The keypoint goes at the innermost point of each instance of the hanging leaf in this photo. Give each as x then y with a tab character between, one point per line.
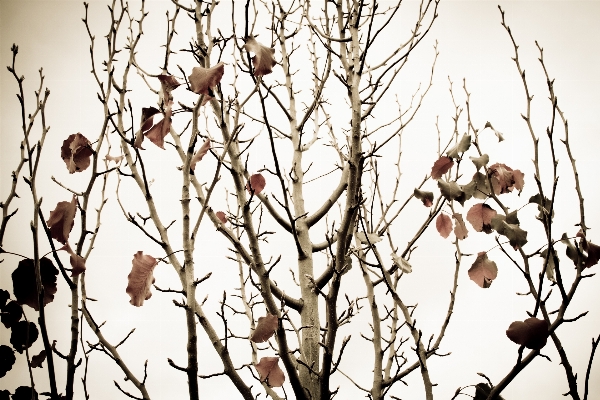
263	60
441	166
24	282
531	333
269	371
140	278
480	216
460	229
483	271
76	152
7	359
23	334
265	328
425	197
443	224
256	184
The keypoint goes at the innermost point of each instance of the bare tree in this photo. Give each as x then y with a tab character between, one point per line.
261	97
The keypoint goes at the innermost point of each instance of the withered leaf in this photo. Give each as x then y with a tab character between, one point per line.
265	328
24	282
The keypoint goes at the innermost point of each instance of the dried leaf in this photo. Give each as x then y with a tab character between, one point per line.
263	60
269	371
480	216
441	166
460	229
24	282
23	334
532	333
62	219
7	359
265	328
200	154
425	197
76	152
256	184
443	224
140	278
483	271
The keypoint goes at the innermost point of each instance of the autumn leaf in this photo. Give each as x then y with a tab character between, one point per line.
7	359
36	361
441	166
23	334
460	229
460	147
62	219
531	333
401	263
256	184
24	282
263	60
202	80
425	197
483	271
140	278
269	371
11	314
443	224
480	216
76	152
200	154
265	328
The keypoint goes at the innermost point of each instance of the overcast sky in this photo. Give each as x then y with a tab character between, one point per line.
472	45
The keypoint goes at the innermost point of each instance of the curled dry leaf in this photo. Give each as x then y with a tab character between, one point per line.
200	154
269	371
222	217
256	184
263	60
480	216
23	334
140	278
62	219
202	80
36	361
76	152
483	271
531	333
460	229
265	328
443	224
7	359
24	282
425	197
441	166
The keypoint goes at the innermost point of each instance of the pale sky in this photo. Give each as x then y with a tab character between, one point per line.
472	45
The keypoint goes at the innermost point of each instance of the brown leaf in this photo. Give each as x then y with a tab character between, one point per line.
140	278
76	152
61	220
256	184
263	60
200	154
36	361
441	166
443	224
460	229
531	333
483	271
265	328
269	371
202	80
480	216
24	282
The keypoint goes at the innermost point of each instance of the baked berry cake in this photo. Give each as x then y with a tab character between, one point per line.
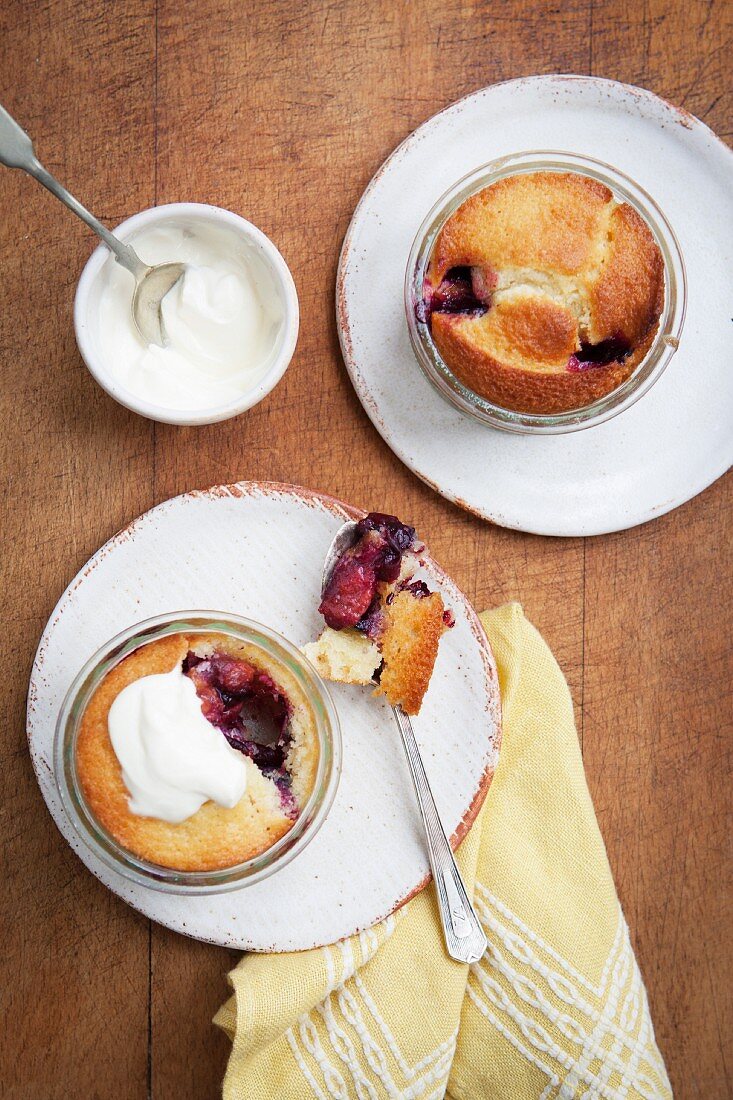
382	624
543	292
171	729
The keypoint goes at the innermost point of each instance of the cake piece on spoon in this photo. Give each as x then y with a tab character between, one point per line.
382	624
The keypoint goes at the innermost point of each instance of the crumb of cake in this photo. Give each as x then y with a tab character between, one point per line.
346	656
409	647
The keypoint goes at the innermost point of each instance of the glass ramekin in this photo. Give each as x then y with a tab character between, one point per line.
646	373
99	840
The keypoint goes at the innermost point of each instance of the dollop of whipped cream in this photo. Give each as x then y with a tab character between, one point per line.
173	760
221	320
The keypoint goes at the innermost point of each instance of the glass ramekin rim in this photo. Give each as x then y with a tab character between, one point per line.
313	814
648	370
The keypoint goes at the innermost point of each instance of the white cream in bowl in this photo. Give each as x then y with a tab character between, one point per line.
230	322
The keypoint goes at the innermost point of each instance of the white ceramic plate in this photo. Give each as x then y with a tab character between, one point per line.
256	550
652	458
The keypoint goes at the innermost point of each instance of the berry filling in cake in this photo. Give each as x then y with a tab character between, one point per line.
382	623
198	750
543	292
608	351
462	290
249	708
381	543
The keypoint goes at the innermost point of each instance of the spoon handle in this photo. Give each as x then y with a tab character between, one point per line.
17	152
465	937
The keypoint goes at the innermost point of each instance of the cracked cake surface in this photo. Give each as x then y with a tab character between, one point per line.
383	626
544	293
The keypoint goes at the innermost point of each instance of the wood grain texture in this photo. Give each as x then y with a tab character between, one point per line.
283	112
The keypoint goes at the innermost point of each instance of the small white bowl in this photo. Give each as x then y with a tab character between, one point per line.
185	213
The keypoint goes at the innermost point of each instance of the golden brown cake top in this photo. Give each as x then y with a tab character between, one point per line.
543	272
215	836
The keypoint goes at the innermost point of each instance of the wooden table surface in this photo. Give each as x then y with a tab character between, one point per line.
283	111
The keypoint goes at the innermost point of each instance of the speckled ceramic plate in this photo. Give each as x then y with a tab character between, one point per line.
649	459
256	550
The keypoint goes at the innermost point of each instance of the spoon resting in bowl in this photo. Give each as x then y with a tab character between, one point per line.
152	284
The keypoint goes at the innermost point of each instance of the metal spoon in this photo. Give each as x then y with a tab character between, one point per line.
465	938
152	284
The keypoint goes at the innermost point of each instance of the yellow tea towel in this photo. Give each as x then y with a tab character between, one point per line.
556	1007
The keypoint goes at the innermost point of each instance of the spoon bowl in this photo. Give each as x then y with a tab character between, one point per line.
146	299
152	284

────────────────────

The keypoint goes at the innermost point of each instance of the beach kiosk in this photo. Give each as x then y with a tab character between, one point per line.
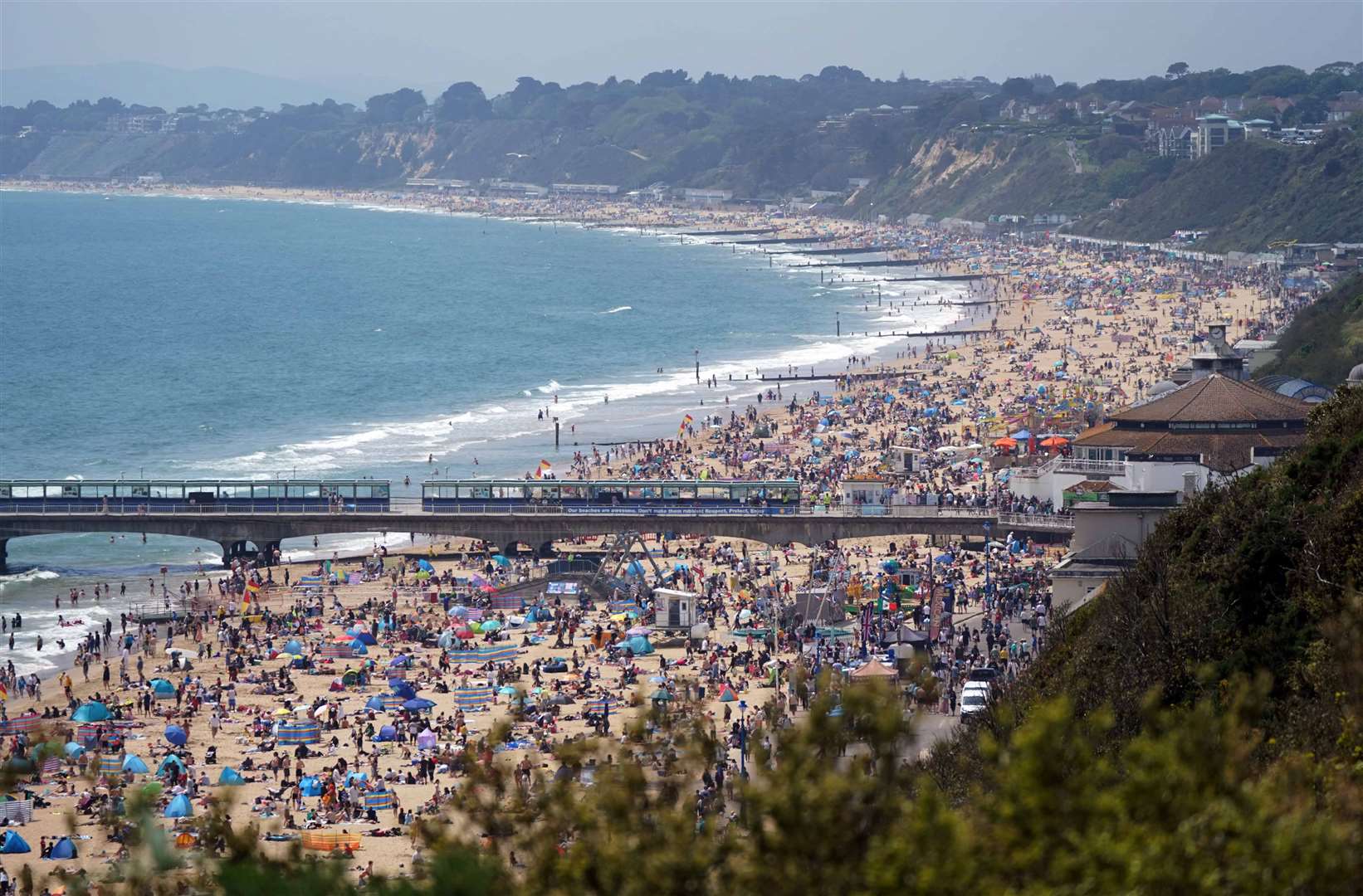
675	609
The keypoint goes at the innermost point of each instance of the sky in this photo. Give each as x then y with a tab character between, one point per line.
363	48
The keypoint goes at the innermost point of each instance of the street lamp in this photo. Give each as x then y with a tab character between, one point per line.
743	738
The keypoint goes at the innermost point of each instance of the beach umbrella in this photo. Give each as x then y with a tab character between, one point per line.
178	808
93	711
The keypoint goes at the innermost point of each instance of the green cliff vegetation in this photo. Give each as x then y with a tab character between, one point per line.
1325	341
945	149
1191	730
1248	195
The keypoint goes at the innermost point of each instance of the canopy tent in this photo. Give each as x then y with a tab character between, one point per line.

────────────────────

Could you change "innermost point" to "central point" in the lines that begin with the one containing "the beach kiosk" and end after the one containing "of the canopy", keeping everything else the same? Give back only those lines, and leave the pictures out.

The keypoint goes at the central point of each instance of the beach kiosk in this photo. Give each as x then y with a tab character between, one point per line.
675	609
The keypoint goes at the central point of each instance of the sky in this photo. Give each as x then y with a tab character between, one point per line.
363	48
The keypoint goes at the central point of each instance of the street lamp in this photo. Give each as x then y with a tab character between, one point per line.
743	738
The keypoint goes at the central point of each instance of the beach umbrella in this photo. Give each as x then y with a tab character between, one point per line.
178	808
93	711
The keypoint goes at the central point of each instance of the green cliff vegetation in this photo. Give each as x then y with a tab character between, one point per line.
1325	341
945	149
1191	730
1248	195
The keypoint goes at the central point of each instance of the canopy tent in this photo. Give each as x then y with a tab character between, one point per line.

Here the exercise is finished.